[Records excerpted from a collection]
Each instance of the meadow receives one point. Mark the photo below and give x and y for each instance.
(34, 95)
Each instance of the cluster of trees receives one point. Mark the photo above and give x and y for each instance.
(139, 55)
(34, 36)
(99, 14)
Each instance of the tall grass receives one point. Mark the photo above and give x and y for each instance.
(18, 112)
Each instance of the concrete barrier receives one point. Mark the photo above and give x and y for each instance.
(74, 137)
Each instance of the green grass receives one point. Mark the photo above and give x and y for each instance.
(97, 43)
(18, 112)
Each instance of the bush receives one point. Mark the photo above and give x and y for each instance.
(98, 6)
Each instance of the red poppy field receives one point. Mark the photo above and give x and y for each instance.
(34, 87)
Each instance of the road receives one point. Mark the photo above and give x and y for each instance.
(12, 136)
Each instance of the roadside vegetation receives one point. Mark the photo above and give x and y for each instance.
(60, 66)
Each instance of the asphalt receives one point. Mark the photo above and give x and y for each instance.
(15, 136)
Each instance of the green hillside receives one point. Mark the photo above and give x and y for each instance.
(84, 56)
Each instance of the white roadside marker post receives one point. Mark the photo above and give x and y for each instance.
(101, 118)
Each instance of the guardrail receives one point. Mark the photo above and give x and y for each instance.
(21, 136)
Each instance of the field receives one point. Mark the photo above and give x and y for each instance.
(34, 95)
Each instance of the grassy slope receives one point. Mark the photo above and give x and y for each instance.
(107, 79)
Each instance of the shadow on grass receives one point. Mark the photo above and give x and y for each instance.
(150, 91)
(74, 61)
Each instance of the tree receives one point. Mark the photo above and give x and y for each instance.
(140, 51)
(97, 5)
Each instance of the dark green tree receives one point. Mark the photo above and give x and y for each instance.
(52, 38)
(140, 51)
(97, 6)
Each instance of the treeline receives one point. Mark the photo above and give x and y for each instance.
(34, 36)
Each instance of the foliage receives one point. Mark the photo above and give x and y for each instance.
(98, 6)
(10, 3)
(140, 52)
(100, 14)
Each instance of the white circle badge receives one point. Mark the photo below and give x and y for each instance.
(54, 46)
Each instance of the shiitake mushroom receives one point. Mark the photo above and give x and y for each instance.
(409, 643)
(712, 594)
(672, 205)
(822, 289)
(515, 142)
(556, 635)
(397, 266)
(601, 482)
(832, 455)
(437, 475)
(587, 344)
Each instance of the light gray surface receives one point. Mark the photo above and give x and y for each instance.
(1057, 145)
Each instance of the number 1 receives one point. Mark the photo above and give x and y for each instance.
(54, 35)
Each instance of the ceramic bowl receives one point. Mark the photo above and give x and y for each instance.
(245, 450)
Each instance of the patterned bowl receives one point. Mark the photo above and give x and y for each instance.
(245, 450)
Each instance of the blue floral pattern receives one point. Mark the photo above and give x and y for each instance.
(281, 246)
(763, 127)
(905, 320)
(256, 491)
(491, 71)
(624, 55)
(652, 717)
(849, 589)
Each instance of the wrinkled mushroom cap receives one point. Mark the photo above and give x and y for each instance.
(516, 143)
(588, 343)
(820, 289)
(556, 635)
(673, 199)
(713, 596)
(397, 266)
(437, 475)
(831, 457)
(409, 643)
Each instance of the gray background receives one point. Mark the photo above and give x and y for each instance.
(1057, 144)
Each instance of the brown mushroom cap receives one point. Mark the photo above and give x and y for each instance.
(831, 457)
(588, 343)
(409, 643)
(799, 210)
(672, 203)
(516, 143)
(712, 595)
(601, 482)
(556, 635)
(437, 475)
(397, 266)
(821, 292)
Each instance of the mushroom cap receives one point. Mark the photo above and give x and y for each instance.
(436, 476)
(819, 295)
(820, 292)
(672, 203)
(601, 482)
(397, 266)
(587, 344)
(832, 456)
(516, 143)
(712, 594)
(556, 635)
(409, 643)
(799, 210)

◆ Exercise directions
The records above must be output exactly, in full.

◆ Solution for this problem
Each instance of the meadow receives one point. Mark the photo below and give x and y for each instance.
(34, 95)
Each instance of the cluster of trees receives one point. Mark the photo above and give x and y for each instance.
(139, 55)
(34, 36)
(99, 14)
Each instance of the tall grass receives one point. Mark the photo above and give x and y for each instance.
(18, 112)
Each instance of the concrete barrier receives one point. Mark the photo above and give x and y for each instance.
(74, 137)
Each instance of the green grass receives one point. Mark the photo above and give x and y for each instance.
(97, 43)
(18, 112)
Each instance of the bush receives one point. Mark the photo above and give x and y for each instance.
(98, 6)
Each instance of the red poppy field receives one point. Mark the photo above and give x and y for each instance.
(34, 87)
Each instance of the road receives one point. Mark the photo above and give x and y for each instance.
(12, 136)
Each instance of the roadside vegetation receives one point. Mark the photo above and give x and y for each instance.
(60, 66)
Each instance of the asphalt receives one point. Mark the photo above and give x and y for each instance.
(15, 136)
Each instance of the green hillside receives one point. Mark the photo above and give x and y for each instance.
(84, 56)
Each instance of the white roadside marker post receives one point. Mark the photo above and give x and y for each instance.
(101, 118)
Each instance of the guardrail receives one point. Mark the photo above and give x and y for each instance.
(21, 136)
Each instance of the field receives one point. Mark the photo above and give x and y for each instance.
(34, 95)
Each instance of the grassy slope receives one point. Mark the photo above and give x and y for each instance.
(107, 79)
Each instance of the shadow on grass receives one point. Mark the photo above and give x and y for each instance.
(150, 91)
(74, 61)
Each instance of the tree receives one point. Mark the photo above and give x and y for each instance.
(140, 51)
(97, 5)
Each instance of the dark green tree receives one point. Mark the photo above and give x and y for each instance.
(52, 38)
(140, 51)
(97, 6)
Each instance of the treeline receives one point. Mark the photo above and give x and y for each instance.
(34, 36)
Each instance of the foliage receives one point. Mark the photo above and give x and y for each instance.
(98, 6)
(10, 3)
(140, 52)
(100, 14)
Each instance of the white circle badge receives one point. Mark the photo below and give x and y for each instance.
(54, 46)
Each instance of the shiitake mushroom receives one point. Mark the photo above and give x and y for each instance.
(409, 643)
(712, 594)
(672, 205)
(822, 289)
(515, 142)
(556, 635)
(397, 266)
(601, 482)
(832, 455)
(437, 475)
(587, 344)
Each instance of the light gray surface receives one point. Mark the photo above and give x and y for each instance.
(1057, 145)
Each instance of the number 1 receives one point. Mark the photo above and give x and y for each instance.
(54, 35)
Each instance of the ceramic bowl receives one point. Mark the photo above and give x and y for each instance.
(245, 450)
Each instance of the patterned bowl receives one point. Mark the photo above and give x and y for each instance.
(245, 450)
Each instance of the blue floral pattern receives one point. Mark the photo above and give x and y for each instance.
(281, 246)
(763, 127)
(905, 320)
(256, 491)
(491, 71)
(624, 55)
(652, 717)
(849, 589)
Each instance of the wrinkled mushroom cap receives one point. Mark the photo above and give x and y for each instance.
(516, 143)
(588, 343)
(820, 289)
(556, 635)
(673, 199)
(713, 596)
(397, 266)
(437, 475)
(831, 457)
(409, 643)
Each instance of the gray background receives one point. Mark the photo above and give x and y for each instance.
(1057, 144)
Each instance of the brown mushroom cap receives one point. Mark the photo above and give x and y for each instance.
(831, 457)
(588, 343)
(409, 643)
(799, 210)
(672, 203)
(516, 143)
(712, 595)
(601, 482)
(556, 635)
(437, 475)
(397, 266)
(821, 292)
Each instance of the mushroom cap receives one point. Mark the photo above and give x and y for each instance.
(436, 476)
(819, 295)
(820, 292)
(672, 203)
(601, 482)
(397, 266)
(587, 344)
(832, 456)
(516, 143)
(712, 594)
(556, 635)
(409, 643)
(799, 210)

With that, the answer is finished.